_WORK TO DO_: Copy the records below word for word, starting at the line containing "Where can you see the bridge reflection" and ending at the line containing "point(112, 134)", with both of those lines included.

____ SUPPLIED RECORDS

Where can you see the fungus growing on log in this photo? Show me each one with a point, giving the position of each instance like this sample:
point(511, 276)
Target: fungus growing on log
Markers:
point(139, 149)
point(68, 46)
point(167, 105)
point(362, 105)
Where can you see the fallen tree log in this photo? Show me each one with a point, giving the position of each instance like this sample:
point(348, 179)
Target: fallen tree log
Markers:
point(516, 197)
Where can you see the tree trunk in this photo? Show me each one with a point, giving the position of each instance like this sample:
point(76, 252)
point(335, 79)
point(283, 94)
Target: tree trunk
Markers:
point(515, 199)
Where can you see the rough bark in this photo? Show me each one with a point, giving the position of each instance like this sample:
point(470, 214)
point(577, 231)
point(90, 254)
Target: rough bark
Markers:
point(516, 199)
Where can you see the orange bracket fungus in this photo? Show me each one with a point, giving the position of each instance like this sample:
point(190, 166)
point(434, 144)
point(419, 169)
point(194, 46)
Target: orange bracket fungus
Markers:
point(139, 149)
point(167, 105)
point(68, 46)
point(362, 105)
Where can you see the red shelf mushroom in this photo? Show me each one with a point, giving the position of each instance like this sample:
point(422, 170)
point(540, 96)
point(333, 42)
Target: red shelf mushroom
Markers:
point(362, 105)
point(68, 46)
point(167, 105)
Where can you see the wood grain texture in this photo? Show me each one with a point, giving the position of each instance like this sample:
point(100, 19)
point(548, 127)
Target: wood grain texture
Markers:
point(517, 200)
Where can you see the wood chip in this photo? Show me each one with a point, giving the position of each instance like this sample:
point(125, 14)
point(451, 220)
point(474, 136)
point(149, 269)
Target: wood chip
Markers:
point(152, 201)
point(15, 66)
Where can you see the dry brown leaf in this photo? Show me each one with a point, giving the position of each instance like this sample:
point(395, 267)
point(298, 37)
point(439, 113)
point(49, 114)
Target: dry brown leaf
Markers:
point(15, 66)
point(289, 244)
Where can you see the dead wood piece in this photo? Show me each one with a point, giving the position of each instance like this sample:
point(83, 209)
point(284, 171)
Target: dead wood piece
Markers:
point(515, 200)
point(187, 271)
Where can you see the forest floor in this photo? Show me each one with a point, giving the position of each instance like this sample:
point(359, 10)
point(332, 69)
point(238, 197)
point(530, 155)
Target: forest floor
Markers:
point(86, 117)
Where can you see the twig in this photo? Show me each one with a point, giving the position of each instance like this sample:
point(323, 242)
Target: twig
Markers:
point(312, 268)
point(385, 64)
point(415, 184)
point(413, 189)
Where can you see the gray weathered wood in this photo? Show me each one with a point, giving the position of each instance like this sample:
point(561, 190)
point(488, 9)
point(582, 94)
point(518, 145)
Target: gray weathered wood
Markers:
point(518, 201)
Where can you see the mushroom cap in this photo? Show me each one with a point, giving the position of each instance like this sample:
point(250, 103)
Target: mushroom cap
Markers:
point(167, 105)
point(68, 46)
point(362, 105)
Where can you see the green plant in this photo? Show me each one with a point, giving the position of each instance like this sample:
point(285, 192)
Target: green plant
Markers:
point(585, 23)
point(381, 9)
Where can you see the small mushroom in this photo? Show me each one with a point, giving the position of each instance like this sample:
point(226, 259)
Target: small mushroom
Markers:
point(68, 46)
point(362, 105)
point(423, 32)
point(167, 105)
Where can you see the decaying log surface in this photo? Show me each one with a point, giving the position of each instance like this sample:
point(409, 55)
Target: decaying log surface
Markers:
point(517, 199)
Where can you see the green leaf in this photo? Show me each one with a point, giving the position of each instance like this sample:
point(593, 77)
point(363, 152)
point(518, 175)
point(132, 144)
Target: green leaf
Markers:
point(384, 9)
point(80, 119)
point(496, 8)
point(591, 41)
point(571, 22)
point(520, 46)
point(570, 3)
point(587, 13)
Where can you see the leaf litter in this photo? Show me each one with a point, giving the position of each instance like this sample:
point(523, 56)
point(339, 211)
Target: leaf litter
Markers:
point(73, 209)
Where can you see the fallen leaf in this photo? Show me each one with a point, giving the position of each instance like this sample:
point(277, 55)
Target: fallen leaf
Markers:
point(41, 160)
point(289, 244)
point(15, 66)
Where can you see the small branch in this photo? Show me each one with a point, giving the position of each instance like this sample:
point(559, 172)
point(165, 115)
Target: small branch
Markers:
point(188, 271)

________
____ SUPPLIED RECORDS

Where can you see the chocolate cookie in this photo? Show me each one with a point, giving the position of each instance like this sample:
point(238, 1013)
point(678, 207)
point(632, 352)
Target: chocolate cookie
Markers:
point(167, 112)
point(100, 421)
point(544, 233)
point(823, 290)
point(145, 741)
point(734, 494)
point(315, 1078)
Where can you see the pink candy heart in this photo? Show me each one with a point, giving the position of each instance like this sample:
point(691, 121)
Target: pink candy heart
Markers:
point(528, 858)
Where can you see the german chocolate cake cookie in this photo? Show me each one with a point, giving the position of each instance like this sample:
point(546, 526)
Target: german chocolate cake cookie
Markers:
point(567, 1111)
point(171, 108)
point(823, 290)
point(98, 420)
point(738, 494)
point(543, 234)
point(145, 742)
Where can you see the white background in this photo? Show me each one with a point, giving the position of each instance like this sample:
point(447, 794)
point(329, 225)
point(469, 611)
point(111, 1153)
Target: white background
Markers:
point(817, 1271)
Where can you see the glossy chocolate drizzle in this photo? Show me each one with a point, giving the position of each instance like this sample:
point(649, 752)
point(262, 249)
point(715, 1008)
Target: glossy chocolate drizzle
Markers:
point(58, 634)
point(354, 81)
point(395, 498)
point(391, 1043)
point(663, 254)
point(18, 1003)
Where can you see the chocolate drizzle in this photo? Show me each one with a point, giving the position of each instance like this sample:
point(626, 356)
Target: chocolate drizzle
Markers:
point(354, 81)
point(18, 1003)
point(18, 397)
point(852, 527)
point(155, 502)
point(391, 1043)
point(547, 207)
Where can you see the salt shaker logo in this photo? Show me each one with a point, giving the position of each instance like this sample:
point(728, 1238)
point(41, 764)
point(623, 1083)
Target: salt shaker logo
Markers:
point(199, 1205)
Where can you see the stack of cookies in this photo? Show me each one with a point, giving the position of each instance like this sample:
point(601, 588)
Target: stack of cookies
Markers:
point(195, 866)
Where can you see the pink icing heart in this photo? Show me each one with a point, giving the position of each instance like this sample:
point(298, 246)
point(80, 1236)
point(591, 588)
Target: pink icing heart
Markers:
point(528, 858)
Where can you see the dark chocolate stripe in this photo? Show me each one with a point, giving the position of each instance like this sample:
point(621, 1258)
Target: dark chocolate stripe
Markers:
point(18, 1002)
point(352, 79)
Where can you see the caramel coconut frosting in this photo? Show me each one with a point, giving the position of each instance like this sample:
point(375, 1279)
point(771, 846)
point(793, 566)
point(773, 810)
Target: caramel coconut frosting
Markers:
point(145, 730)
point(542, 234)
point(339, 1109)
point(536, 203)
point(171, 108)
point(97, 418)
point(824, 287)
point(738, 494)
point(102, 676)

________
____ SUPPLIED RECORDS

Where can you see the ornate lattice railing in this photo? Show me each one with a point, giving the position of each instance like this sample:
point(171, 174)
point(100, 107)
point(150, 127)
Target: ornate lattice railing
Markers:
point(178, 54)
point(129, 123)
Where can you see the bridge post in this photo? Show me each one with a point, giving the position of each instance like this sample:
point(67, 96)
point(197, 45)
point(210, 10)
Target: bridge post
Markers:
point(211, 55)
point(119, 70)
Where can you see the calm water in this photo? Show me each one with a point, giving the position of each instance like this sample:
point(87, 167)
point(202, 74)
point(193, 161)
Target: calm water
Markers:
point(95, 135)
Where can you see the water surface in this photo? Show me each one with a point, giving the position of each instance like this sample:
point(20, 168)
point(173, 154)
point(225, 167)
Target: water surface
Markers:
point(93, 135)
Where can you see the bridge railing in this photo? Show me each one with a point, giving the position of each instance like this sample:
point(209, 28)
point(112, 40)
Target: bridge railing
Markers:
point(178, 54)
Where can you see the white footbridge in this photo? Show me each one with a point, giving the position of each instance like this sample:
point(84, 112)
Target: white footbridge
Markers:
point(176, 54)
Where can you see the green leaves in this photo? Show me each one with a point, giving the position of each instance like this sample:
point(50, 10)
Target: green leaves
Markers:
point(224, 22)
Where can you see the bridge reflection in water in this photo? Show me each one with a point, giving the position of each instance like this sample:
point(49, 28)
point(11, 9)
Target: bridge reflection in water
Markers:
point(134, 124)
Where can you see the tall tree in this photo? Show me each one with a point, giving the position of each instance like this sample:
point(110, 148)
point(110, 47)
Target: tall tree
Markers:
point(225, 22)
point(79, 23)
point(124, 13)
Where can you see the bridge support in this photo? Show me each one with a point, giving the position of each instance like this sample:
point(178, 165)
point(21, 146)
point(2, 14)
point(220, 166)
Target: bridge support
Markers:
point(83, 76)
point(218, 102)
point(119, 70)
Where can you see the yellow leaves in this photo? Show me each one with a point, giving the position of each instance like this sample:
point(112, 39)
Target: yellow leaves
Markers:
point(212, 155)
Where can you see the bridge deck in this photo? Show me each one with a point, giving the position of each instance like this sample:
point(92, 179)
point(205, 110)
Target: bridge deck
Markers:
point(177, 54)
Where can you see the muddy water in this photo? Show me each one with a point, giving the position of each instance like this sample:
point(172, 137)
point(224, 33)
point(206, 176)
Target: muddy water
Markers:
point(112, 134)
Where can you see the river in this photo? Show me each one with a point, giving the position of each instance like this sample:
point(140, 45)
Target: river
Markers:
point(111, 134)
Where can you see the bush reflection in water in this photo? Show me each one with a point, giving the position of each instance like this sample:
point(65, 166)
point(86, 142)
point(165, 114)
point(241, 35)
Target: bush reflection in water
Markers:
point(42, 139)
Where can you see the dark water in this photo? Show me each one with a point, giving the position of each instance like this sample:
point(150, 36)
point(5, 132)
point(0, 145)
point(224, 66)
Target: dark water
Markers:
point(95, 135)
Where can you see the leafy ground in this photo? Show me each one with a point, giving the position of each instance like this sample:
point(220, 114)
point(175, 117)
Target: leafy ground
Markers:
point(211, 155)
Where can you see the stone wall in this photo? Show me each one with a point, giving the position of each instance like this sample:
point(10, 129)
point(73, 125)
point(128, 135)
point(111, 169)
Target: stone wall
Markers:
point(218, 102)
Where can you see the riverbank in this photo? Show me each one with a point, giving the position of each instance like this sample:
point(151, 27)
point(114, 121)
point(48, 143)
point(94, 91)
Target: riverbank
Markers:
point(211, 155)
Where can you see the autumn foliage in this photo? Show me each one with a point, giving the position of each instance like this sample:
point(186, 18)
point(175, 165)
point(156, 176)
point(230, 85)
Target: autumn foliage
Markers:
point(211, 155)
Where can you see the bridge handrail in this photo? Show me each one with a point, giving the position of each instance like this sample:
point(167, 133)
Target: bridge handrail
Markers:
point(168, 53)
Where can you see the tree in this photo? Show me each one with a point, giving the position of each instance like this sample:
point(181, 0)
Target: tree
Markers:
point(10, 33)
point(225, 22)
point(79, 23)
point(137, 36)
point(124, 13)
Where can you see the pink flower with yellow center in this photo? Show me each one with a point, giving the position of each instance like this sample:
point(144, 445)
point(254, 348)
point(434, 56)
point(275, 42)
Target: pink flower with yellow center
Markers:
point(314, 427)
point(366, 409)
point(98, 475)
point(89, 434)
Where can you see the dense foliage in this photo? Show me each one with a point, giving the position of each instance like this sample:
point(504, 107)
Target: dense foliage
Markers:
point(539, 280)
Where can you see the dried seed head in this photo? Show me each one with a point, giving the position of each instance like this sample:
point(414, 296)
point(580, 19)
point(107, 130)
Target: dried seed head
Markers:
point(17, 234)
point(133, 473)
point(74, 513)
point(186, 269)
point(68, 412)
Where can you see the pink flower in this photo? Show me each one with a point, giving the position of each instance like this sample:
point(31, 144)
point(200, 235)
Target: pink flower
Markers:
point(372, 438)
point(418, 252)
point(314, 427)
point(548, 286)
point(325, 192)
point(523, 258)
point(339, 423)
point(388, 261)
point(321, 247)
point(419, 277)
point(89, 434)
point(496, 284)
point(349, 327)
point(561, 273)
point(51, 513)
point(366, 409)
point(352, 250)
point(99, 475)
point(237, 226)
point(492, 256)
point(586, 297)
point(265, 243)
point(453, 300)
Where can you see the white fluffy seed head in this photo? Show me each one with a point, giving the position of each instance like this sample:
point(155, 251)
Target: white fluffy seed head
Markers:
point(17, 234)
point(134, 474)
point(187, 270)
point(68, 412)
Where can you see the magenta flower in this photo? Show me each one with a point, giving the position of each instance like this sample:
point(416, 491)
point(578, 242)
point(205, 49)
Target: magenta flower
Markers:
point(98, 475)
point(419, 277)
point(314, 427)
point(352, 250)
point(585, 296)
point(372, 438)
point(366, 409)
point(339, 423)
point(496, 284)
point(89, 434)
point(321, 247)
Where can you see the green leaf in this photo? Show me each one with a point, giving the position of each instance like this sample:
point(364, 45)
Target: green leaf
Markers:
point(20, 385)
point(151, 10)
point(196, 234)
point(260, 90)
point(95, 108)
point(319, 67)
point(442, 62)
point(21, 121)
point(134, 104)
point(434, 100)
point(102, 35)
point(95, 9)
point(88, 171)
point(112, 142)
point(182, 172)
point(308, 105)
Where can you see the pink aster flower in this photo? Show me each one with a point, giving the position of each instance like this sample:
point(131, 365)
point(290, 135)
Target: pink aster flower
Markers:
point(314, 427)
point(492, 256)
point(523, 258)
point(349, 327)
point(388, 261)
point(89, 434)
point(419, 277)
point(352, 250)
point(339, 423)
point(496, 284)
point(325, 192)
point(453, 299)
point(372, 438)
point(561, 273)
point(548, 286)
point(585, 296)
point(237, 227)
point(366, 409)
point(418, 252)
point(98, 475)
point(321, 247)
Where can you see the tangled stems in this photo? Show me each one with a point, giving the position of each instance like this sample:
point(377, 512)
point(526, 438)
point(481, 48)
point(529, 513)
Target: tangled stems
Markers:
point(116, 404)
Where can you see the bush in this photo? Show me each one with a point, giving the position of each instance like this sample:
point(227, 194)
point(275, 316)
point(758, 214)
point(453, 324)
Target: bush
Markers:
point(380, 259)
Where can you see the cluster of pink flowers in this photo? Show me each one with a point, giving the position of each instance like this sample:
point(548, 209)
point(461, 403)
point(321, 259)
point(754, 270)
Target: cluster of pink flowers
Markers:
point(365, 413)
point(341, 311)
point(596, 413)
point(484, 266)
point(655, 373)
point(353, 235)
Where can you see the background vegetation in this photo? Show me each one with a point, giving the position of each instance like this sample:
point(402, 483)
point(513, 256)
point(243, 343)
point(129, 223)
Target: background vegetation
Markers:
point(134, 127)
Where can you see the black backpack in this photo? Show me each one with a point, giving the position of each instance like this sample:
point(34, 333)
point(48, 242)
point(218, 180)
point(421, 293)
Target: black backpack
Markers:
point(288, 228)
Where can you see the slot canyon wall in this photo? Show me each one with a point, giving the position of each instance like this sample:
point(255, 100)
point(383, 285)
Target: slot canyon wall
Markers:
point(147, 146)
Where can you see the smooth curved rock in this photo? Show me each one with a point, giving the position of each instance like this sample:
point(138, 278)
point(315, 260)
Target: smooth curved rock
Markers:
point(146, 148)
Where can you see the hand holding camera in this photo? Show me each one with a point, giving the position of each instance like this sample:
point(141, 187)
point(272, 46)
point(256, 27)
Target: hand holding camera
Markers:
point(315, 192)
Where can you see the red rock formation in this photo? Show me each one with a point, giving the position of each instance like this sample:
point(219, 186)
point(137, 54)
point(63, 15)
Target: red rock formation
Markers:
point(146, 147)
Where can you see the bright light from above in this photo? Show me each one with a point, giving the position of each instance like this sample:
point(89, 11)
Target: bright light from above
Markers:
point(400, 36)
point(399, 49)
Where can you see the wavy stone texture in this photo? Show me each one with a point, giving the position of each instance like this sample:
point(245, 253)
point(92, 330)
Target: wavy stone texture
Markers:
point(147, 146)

________

_TASK ANSWER_:
Where can you see the bridge reflection in water in this photo? Show me each one with a point, giving the position of each instance like this sample:
point(49, 28)
point(11, 9)
Target: bridge reflection in water
Markers:
point(134, 124)
Where can you see the tall tree in this photo? Show me each one with a point, giving the position of each instance like this sample:
point(110, 148)
point(110, 47)
Target: tall tree
Markers:
point(225, 22)
point(79, 23)
point(124, 13)
Where can you see the bridge support in this photo? Show me each one with a point, giving the position of each instance like this sample:
point(178, 165)
point(21, 146)
point(2, 14)
point(220, 166)
Target: bridge support
Markers:
point(83, 76)
point(218, 102)
point(119, 70)
Where can you see the yellow leaves in this photo? Show me each one with a point, giving the position of each instance like this sample:
point(112, 39)
Target: yellow leaves
Markers:
point(212, 155)
Where can you see the bridge deck in this photo? Show me each one with a point, giving the position of each instance like this sample:
point(92, 179)
point(205, 110)
Target: bridge deck
Markers:
point(177, 54)
Where can you see the muddy water in this photo? Show me each one with a point, giving the position of each instance like this sample:
point(172, 137)
point(224, 33)
point(206, 176)
Target: muddy water
Markers:
point(112, 134)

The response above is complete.